- Exercise directions
Copy out the data below from the line containing "of the blue" to the line containing "of the dark", both lines included, with all images left out.

- Material to process
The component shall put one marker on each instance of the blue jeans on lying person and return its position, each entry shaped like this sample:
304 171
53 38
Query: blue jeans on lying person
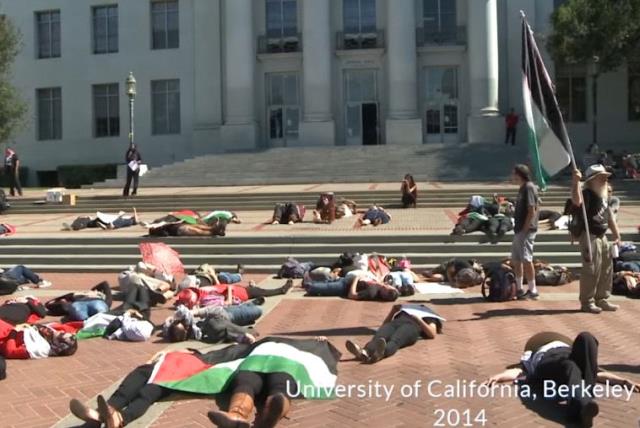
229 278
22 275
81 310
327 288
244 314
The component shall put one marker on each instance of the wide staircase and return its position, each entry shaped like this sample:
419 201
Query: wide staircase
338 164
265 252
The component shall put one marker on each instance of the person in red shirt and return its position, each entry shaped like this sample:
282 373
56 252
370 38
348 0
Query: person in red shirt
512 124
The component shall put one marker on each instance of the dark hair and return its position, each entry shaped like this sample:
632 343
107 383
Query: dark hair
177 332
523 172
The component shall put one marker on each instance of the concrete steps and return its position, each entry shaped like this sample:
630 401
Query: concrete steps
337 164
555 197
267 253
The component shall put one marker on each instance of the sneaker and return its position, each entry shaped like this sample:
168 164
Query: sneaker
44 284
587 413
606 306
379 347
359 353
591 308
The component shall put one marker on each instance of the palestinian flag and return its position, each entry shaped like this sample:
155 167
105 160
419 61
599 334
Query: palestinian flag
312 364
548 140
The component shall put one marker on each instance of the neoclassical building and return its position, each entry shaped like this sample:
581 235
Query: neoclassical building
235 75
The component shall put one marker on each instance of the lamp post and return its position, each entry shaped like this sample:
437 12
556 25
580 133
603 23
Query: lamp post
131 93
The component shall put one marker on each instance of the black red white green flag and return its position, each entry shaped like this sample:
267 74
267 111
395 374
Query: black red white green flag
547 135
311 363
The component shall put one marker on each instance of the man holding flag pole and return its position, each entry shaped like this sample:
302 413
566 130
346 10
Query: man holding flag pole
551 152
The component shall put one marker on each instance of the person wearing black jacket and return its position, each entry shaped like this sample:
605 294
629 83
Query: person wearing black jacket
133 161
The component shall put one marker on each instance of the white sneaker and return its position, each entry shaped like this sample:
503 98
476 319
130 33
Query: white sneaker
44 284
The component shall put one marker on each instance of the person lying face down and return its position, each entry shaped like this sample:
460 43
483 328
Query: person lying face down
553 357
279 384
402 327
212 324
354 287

==

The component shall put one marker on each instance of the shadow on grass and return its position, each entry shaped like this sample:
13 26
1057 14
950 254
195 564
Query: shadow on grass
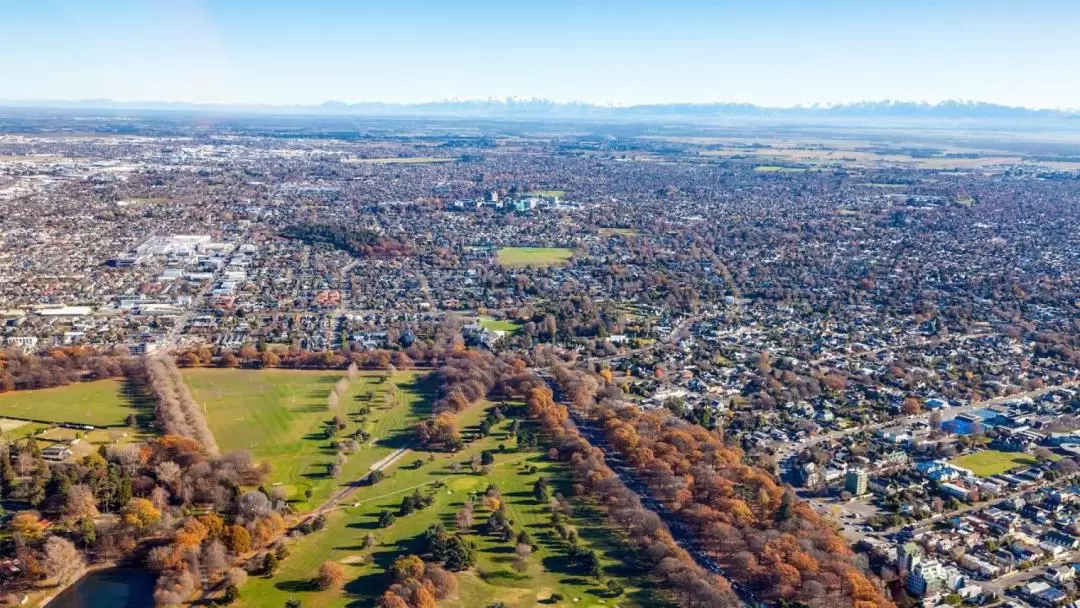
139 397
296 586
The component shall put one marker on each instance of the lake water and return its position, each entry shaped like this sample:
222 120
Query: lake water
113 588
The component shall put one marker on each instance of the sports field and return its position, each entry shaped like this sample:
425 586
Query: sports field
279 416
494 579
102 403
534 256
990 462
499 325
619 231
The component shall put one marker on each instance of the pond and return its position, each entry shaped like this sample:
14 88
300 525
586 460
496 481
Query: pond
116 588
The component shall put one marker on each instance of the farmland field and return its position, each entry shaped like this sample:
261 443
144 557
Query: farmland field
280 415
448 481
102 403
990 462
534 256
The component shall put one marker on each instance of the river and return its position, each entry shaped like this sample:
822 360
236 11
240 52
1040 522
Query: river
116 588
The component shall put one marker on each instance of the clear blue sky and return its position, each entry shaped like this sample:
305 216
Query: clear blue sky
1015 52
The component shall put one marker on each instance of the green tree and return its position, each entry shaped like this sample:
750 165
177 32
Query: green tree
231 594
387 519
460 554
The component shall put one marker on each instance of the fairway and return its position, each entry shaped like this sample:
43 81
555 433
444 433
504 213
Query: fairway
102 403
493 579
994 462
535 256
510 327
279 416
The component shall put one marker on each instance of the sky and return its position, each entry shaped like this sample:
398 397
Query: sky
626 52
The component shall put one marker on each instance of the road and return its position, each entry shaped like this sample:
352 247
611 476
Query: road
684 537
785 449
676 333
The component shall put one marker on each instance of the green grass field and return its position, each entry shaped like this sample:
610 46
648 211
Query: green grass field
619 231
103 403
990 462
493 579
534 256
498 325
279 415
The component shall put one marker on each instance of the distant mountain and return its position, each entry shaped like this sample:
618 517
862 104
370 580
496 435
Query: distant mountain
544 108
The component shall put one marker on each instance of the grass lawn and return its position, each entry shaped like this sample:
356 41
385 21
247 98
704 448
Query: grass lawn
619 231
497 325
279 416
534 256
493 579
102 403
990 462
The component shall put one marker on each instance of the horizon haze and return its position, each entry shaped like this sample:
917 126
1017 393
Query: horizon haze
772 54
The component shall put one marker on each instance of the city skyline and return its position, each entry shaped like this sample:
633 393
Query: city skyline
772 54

- Answer to the exercise
The component shall put one marker on each instance of the blue jeans on lying person and return its position, each entry shaped like this sample:
304 171
53 38
Query: blue jeans on lying person
229 278
22 275
81 310
327 288
244 314
The component shall put one marker on each instance of the wide staircase and return its position, each entry shaped like this sample:
419 201
Query: wide staircase
338 164
265 252
The component shall put one marker on each instance of the person in red shirt and return its position, each entry shaped like this sample:
282 373
56 252
370 38
348 0
Query: person in red shirt
512 124
The component shall put one marker on each instance of the dark hair and return its position, each entry shaped like this sample:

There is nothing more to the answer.